● **What the task asks**: Reproduce the lines of the data below, starting at the line that contains "Would you mind annotating the wooden deck" and stopping after the line that contains "Would you mind annotating the white window". Give only those lines, unchanged.
#### Supplied data
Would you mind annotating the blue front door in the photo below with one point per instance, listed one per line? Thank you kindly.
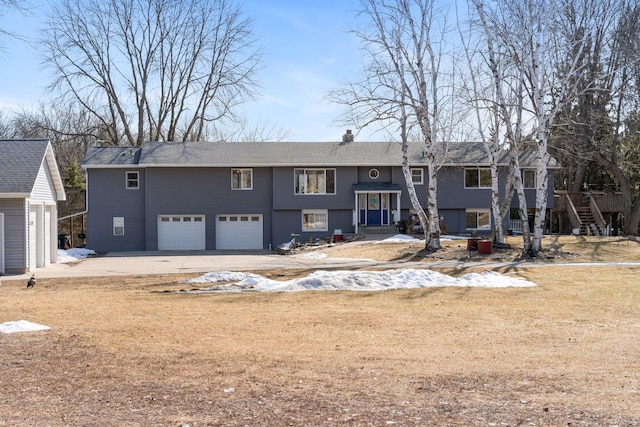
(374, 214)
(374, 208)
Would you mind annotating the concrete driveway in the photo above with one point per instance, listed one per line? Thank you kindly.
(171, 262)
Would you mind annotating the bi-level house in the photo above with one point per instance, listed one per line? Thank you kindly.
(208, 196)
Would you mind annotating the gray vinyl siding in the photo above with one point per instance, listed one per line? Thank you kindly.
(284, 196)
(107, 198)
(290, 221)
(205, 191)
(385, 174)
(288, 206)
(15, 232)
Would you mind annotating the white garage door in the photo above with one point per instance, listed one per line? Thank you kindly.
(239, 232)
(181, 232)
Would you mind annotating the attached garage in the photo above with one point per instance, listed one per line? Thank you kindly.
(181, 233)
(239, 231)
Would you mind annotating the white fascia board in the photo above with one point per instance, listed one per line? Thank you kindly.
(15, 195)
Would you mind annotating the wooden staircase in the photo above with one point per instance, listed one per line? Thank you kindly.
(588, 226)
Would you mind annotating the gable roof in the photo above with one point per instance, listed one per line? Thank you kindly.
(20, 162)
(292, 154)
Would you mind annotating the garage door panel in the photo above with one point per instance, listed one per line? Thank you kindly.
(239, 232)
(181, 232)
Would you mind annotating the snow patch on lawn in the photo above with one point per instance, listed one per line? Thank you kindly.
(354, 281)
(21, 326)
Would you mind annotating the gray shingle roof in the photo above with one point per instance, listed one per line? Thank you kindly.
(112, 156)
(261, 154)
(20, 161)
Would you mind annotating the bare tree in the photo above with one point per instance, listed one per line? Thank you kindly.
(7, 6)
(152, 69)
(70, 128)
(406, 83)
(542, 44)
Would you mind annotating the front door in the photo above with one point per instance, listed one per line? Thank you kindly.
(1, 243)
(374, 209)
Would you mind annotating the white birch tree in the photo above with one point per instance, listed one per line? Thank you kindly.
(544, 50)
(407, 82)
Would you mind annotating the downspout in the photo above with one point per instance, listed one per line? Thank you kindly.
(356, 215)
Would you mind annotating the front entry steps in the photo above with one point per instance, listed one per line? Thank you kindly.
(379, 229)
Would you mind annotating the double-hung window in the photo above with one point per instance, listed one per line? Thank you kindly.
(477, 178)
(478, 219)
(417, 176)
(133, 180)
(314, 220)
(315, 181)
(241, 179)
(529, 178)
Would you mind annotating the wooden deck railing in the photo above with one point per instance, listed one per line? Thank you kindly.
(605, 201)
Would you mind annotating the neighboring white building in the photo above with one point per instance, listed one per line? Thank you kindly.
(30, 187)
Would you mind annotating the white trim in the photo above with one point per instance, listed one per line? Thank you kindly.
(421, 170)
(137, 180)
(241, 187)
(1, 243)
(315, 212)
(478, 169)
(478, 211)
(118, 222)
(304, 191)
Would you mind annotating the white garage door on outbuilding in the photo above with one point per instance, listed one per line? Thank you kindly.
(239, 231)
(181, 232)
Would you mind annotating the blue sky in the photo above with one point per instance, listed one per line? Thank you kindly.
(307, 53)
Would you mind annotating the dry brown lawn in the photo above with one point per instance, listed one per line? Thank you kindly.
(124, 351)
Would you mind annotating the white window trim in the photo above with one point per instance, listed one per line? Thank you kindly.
########
#### Supplied data
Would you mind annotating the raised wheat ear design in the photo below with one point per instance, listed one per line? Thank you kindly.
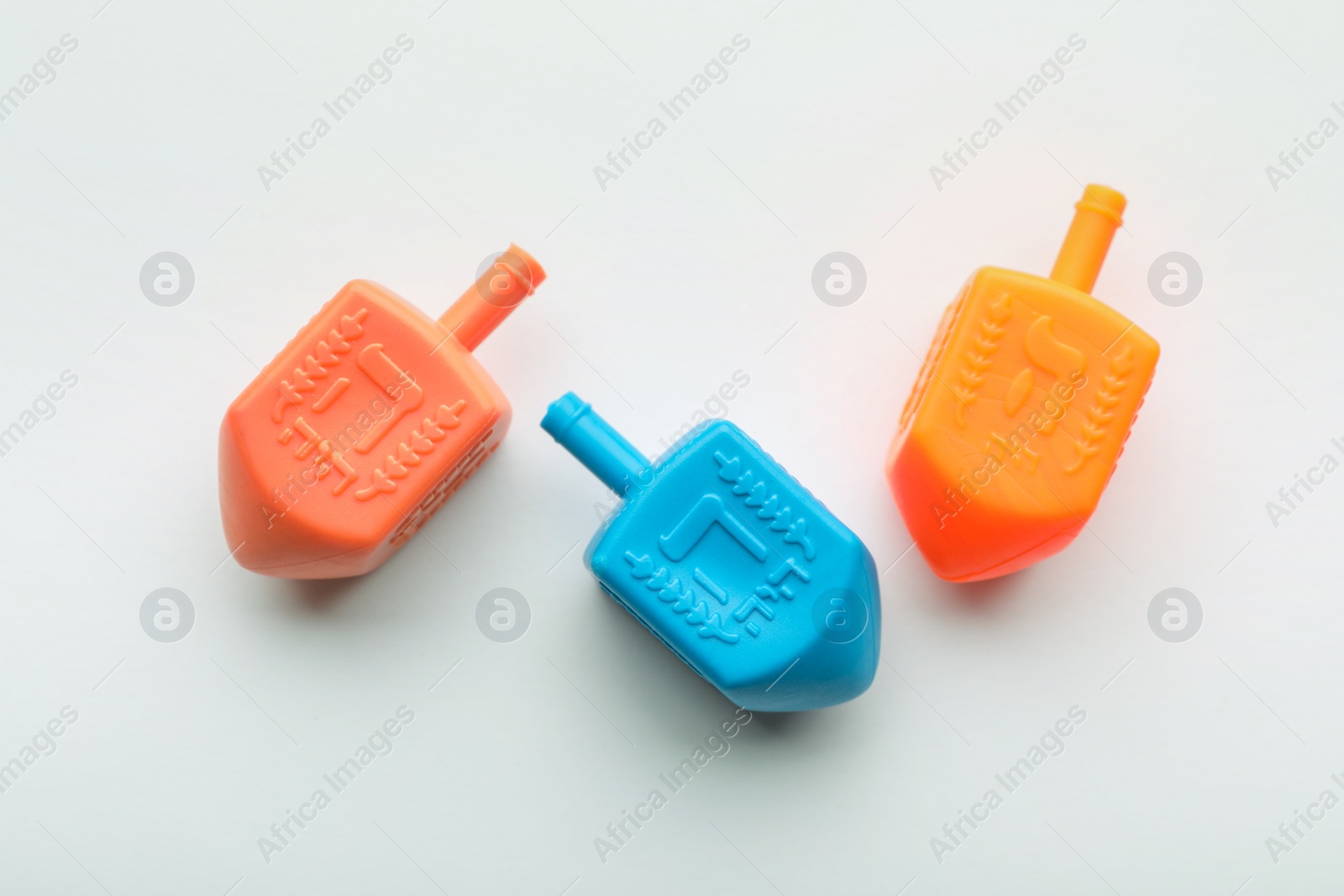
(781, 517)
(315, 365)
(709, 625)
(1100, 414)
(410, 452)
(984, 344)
########
#### Supplied data
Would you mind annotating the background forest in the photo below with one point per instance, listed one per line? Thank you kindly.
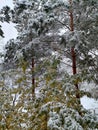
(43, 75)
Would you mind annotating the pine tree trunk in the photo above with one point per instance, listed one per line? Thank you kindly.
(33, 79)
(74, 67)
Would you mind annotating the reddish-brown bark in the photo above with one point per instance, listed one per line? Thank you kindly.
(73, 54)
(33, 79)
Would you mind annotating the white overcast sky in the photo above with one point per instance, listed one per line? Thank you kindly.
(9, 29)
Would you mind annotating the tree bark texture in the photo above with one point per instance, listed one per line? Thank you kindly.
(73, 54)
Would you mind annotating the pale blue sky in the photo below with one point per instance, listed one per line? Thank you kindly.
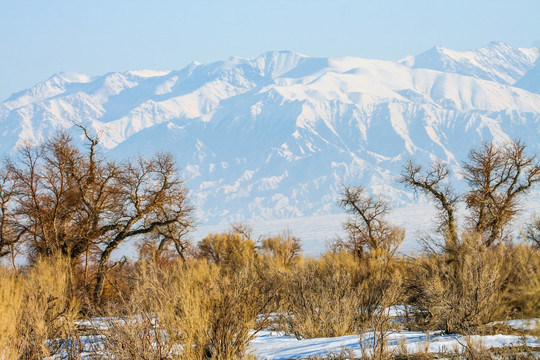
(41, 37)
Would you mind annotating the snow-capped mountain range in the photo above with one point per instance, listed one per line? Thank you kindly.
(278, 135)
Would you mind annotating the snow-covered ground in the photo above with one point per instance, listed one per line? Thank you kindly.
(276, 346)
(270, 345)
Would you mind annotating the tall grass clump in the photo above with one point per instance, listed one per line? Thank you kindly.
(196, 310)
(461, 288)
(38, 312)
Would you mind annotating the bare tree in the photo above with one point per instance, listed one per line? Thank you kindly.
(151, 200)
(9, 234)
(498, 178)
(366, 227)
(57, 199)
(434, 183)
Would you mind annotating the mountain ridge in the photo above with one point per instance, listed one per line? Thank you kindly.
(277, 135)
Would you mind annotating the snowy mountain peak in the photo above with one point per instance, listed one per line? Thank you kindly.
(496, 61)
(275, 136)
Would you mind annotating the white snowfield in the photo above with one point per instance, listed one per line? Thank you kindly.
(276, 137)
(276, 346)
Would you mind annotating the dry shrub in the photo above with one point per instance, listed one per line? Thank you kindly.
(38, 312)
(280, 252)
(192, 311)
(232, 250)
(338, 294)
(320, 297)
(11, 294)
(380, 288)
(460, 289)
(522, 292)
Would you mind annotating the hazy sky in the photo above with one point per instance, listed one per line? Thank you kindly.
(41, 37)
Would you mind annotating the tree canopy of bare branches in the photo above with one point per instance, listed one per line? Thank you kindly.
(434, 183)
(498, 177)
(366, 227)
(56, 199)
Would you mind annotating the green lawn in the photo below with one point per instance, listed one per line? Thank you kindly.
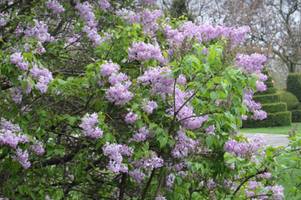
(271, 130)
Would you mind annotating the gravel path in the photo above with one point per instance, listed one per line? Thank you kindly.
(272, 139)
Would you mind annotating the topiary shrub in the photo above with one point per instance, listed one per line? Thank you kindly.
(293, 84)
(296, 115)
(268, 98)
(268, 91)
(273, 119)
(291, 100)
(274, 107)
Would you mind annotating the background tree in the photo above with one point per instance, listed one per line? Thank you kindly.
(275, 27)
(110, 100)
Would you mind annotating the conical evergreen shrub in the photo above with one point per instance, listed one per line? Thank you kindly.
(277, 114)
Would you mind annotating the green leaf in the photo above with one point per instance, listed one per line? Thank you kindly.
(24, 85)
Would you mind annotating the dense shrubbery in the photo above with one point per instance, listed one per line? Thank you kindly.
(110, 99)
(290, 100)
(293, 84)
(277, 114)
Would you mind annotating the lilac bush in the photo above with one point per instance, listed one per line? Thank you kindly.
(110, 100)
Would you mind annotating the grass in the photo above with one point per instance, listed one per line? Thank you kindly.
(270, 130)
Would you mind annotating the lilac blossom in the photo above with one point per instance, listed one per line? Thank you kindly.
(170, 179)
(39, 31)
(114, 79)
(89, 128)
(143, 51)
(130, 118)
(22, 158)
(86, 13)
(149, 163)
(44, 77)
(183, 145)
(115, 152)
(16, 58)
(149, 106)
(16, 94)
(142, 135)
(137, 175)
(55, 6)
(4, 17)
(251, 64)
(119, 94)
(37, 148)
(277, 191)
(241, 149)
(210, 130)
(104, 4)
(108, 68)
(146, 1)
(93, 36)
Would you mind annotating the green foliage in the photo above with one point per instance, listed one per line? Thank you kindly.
########
● **Finished task**:
Would you mind annotating the wooden deck railing in the photo above with one point per instance, listed one per line? Thank you kindly.
(605, 201)
Would you mind annotating the neighboring white building in the photo above with one point per instance, listed one per line? Thank you kindly.
(30, 187)
Would you mind annotating the white trim in the photo above with one point per instance, listed one per line? Thank you kindly.
(421, 170)
(137, 180)
(241, 187)
(1, 243)
(315, 212)
(478, 169)
(478, 211)
(118, 222)
(304, 191)
Would you mind annotating the white garage door on outbuilding in the photo above with one point per instance, listed one per line? Thank you kindly.
(239, 231)
(181, 232)
Would you mind annotating the blue sky in the photo above with one point per instance, listed one per line? Thank you kindly.
(307, 53)
Would you mind annotating the dry brown lawn in the photo above with one point per instance, listed one per line? Thank you kindly.
(124, 351)
Would you mind annotating the white window trim in the photo above with one point per instance, listed one per line? Thank you kindly.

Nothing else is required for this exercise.